◆ **WORK INSTRUCTIONS**
Copy the listing below word for word, leaving out the pictures.

(Excerpts from a point labeling dataset)

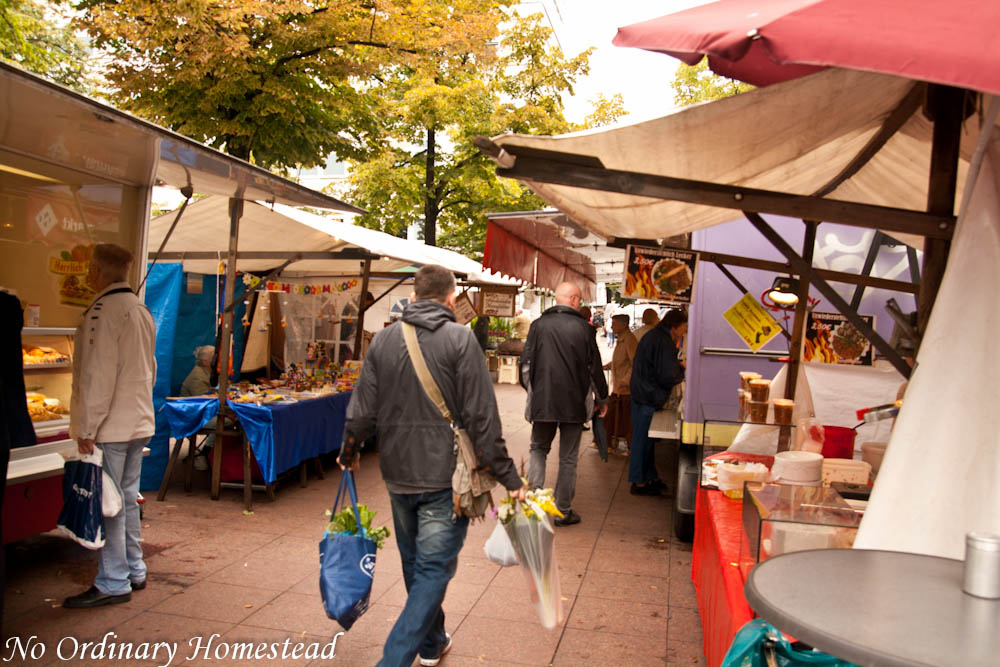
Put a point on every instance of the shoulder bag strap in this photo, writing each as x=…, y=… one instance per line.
x=423, y=373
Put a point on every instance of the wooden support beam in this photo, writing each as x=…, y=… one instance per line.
x=895, y=120
x=359, y=334
x=946, y=105
x=806, y=271
x=932, y=225
x=786, y=267
x=349, y=253
x=225, y=338
x=801, y=309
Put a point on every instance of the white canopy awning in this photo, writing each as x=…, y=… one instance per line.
x=795, y=137
x=72, y=130
x=204, y=227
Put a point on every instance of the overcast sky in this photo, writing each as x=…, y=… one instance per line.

◆ **REPLY**
Put a point on every instance of the shoulder bag strap in this photo, writing each as x=…, y=… one instance per line.
x=423, y=373
Put a point on every instance of the wooden support beam in this photo, writing each as x=…, y=… one instance per line.
x=895, y=120
x=359, y=334
x=946, y=105
x=806, y=271
x=932, y=225
x=786, y=267
x=349, y=253
x=225, y=338
x=801, y=309
Put a point on every instance of the white canopy awning in this photo, writing each as x=…, y=… one instance per line.
x=795, y=137
x=72, y=130
x=204, y=227
Put a point on every instance of the overcast sky in this photo, writing each as x=…, y=… one instance per line.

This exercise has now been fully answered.